---------- Excerpted text
Carola Vinuesa, MD, PhD, Honored with Lupus Insight Prize
In June 2023 at the 23rd Annual Meeting of the Federation of Clinical Immunology Societies (FOCIS), Carola Vinuesa, MD, PhD, a Royal Society Wolfson fellow and assistant research director at the Francis Crick Institute, London, was awarded the Lupus Research Alliance’s Lupus Insight Prize. The $100,000 prize recognized her discovery of a genetic cause of lupus, thus paving the way for the development of novel treatments for those who have the disease.
Dr. Vinuesa’s team used an uncommon approach to identify a novel disease-causing variant. “The classic approach has been to look for common variants in large populations of patients—genome-wide association studies (GWAS),” she said. They posited that sequencing the genome of a 7-yearold girl who presented with severe lupus—and whose parents did not have the variant—might lead to discovery of a monogenic pathway. And indeed, said Dr. Vinuesa, proceeding directly to putting this variant into a mouse model revealed that the TLR7 gene mutation did cause lupus in the mouse model. These findings (“TLR7 gain-of-function genetic variant causes human lupus”) were published in Nature in April 2022.
Dr. Vinuesa’s work at the Crick Institute focuses on using new tools, including novel mouse lines, to specifically explore questions aimed at the origin of autoantibodies and B cell tolerance. Simultaneously, her team is “trying to understand in depth the additional modifiers that contribute to the disease’s heterogeneity.
“We call lupus a prototypic system autoimmune disease, so I think that some of these discoveries will be relevant for other systemic autoimmune diseases, such as dermatomyositis, systemic sclerosis and perhaps Sjögren’s and others,” she says.
--------------------
**Problem set**
• A. In the article on Dr. Vinuesa's prize, which systemic autoimmune diseases other than lupus does she name as ones her discoveries may be relevant to?
• B. For each statement, say whether it agrees with the article on Dr. Vinuesa's prize, and quote the words that decide it.
(i) The Lupus Insight Prize carried $100,000.
(ii) The parents of the 7-year-old girl carried the variant.
(iii) The team's findings appeared in Nature in April 2023.
---------- Extracted data
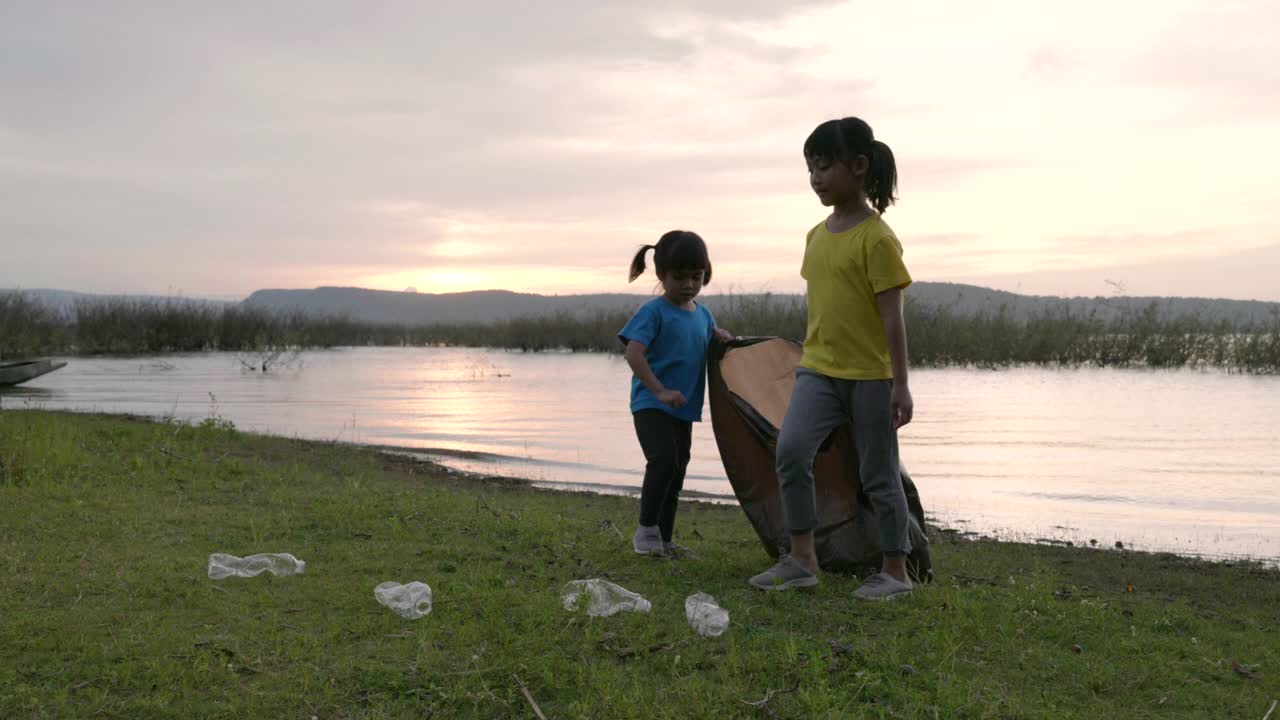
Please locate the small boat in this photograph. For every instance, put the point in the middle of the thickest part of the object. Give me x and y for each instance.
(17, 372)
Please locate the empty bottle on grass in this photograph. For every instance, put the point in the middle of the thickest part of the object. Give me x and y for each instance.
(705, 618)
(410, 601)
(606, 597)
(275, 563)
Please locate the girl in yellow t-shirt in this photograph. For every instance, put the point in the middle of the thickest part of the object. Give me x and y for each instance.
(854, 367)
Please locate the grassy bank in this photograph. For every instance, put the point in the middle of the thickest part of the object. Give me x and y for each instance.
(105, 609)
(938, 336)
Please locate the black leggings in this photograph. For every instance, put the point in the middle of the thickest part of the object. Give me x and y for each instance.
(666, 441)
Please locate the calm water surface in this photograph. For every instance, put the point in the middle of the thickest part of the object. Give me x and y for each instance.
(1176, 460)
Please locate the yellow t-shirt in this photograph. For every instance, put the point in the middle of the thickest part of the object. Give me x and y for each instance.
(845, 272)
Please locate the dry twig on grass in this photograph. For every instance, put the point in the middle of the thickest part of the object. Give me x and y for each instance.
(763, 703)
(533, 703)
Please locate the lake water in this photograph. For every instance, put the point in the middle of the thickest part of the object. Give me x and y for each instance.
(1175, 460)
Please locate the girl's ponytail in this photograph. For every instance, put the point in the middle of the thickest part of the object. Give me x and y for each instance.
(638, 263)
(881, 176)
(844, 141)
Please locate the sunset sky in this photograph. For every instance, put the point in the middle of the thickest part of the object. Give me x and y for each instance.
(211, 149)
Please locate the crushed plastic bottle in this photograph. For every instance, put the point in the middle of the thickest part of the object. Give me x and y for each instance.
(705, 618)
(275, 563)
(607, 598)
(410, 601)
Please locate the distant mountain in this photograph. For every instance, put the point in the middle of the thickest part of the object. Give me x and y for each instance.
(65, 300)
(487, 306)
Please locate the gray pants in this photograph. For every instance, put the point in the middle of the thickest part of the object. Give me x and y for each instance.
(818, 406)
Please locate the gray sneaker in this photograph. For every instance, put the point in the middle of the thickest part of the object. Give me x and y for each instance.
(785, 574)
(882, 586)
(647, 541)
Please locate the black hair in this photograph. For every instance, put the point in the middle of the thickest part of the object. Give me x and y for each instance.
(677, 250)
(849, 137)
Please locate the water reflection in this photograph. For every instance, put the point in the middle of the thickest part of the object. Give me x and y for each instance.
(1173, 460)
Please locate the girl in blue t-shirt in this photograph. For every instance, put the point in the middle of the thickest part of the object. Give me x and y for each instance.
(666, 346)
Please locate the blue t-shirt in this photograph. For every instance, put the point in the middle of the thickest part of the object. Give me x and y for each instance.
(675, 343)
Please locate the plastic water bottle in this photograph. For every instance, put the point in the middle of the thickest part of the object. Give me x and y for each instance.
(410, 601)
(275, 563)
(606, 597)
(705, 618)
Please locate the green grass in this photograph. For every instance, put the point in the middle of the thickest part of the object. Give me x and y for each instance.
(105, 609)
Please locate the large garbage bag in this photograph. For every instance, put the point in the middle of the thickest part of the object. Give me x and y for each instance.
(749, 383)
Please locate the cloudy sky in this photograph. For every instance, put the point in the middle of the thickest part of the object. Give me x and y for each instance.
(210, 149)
--------------------
---------- Extracted data
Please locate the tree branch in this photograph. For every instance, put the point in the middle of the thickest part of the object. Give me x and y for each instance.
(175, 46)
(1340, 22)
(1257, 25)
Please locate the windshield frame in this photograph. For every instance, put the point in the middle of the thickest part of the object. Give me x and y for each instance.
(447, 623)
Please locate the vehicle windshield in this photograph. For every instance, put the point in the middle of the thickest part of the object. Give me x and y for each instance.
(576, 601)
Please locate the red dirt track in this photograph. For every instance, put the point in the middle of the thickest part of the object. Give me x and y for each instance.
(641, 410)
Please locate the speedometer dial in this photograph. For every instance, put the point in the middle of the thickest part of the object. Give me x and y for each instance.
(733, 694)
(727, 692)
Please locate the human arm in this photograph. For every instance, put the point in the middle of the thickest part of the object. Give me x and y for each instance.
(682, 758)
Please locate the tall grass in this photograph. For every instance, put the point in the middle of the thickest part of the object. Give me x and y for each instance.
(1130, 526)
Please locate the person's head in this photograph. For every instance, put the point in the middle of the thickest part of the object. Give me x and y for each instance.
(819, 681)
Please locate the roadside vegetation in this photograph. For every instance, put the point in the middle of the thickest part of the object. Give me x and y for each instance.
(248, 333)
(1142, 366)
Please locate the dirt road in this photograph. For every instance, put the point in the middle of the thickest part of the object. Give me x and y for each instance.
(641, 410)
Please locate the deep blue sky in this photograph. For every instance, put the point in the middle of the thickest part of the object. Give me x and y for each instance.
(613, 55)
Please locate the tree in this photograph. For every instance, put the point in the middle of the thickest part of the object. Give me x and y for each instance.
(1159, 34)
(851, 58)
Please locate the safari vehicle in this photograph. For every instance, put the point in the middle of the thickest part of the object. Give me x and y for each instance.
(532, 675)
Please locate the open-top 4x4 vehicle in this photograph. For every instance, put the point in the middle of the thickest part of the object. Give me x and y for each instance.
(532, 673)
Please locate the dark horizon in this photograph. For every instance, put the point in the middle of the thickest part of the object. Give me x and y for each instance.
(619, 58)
--------------------
---------- Extracted data
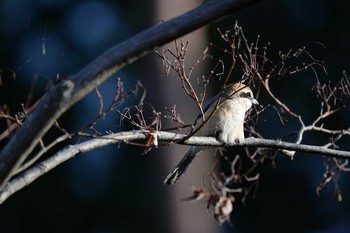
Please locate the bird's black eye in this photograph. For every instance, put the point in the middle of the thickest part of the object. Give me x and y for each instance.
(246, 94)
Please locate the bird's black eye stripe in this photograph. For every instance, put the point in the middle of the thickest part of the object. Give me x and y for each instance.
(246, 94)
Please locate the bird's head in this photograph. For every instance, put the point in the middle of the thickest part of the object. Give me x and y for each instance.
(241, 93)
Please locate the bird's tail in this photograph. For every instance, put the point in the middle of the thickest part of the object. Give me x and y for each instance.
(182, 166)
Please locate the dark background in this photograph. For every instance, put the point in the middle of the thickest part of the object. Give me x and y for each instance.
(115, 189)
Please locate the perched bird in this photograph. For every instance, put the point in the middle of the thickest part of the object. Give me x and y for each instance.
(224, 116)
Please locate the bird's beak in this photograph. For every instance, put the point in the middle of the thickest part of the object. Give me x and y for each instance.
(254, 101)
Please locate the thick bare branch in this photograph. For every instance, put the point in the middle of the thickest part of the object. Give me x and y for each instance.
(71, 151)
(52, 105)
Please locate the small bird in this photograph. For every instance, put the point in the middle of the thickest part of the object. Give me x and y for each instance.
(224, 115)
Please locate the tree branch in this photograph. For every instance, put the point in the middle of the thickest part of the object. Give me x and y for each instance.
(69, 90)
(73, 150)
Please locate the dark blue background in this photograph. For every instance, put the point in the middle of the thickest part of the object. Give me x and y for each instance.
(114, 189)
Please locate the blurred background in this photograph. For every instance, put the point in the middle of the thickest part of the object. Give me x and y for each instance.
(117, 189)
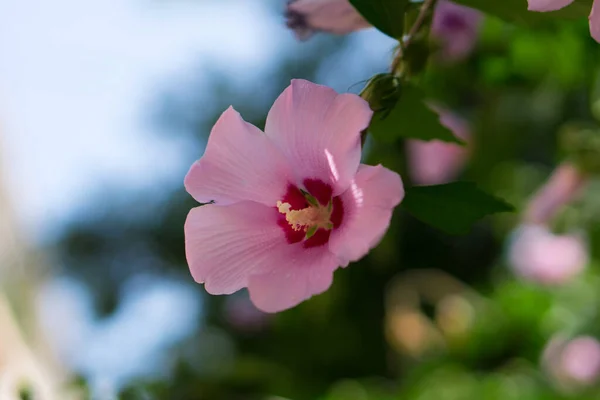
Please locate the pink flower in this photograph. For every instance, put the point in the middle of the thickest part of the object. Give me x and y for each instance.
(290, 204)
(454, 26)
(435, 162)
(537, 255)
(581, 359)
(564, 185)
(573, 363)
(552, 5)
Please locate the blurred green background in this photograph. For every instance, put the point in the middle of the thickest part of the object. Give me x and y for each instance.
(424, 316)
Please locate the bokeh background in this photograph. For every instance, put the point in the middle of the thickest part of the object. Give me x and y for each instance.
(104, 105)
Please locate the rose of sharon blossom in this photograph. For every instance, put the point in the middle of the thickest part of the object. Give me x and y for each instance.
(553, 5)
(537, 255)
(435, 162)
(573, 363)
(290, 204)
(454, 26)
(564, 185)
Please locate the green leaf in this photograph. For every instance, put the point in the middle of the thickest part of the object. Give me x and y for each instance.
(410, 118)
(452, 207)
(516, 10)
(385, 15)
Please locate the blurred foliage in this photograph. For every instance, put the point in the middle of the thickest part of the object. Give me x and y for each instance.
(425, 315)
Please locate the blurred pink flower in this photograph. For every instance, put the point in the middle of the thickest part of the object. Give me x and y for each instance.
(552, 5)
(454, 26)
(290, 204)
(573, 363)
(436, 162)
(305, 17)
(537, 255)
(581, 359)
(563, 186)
--------------------
**Task-by-task answers**
• A. Dermatomyositis, systemic sclerosis and Sjögren's.

• B.
(i) Yes: "The $100,000 prize recognized her discovery of a genetic cause of lupus"
(ii) No: "whose parents did not have the variant"
(iii) No: "were published in Nature in April 2022"